WHAT YOU HAVE TO DO
Can you rewrite all the records below as a numbered list, one record per item, with any blank lines left out?

RECORDS SUPPLIED
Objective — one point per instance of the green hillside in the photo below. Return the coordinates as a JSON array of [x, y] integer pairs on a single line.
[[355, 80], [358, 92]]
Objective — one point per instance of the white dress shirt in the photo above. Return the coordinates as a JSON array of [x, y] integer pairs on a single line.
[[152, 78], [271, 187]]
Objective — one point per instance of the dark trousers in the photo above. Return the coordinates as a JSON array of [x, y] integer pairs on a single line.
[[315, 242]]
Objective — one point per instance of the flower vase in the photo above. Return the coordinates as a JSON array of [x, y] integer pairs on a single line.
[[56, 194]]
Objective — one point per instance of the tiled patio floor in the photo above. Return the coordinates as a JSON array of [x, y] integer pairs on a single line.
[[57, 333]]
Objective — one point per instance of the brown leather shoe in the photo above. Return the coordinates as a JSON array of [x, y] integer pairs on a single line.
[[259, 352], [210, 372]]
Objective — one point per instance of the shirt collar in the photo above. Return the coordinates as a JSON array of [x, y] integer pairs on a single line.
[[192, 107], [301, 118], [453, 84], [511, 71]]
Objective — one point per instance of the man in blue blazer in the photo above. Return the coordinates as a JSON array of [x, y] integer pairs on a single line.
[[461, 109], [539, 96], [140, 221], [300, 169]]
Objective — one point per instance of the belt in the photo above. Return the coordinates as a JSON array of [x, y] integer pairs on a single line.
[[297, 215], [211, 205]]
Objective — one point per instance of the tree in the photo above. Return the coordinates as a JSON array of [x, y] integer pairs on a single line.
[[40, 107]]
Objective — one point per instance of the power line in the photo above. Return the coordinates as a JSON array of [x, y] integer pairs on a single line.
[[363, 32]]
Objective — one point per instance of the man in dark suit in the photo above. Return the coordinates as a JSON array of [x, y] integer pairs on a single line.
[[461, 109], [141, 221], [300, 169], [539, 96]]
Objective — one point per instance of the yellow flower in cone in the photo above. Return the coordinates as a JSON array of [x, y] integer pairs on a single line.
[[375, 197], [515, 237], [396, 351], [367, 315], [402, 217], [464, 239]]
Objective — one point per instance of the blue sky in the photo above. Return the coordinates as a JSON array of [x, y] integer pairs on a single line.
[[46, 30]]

EXERCISE RESULT
1. Objective — one point per instance of the green hillside in the photo below. Return the coordinates as a JSON array of [x, y] integer pairs on a single line.
2. [[355, 80], [358, 92]]
3. Objective — one point per instance of the white dress shirt in the photo above. Return the coordinates as a JSON array of [x, y] integer pairs on a single line.
4. [[152, 78], [271, 187]]
5. Objective — one point per instance of the dark trousers in the photo above. Return the coordinates as a JSON array of [x, y] integer pairs on a single line.
6. [[315, 242]]
7. Objective — one point per instance of the flower vase in the photo above. Return the coordinates as a JSON array of [x, y] integer pairs on a single line.
8. [[56, 194]]
9. Objective — one point per instance of the tiled patio floor in the photo above. Return the coordinates as a JSON array of [x, y] integer pairs on a single line.
10. [[57, 333]]
11. Objective — one point per instance of the brown leather shoe in the photo above. Return the coordinates as a JSON array of [x, y] integer pairs on a single line.
12. [[259, 352], [210, 372]]
13. Objective — one point per instance of the shirt collar in the photo above. Return the coordinates as a JSON array of [x, y] integer pairs on a single line.
14. [[192, 107], [301, 118], [453, 84], [511, 71]]
15. Objective — one point per instance of the man in blue blazer in the photo above. Return the coordinates as a JSON array of [x, y] integer pairs on a single line.
16. [[461, 109], [539, 96], [140, 221], [300, 169]]
17. Objective — one point per instance of the belt in the photo above. Return the coordinates as a JSON array of [x, y] integer pairs on a single line.
18. [[297, 215], [211, 205]]
19. Objective — one point per instance of the tree in the photo above. Return the coordinates as a JSON array of [x, y] integer pairs on a single line.
20. [[40, 107]]
21. Objective — one point per instance of the power line in the photo above. Return the coordinates as a JSON array of [x, y] integer pairs on a single line.
22. [[363, 32]]
23. Objective — one point per instance of the man in dark suit in the photo above. Return the coordinates as a JSON array of [x, y] integer pairs on a single line.
24. [[461, 109], [141, 221], [300, 169], [539, 96]]
25. Objective — one point per instance of the yellow flower in cone in the photo above. Return the coordinates as a JSON array of [x, y] integer pairs on a single line.
26. [[375, 197], [515, 237], [396, 351], [367, 315], [402, 217], [464, 239]]
27. Objective — one point per instance of the blue sky in the photo above. Return the coordinates as a JSON array of [x, y] integer pairs on a single line.
28. [[46, 30]]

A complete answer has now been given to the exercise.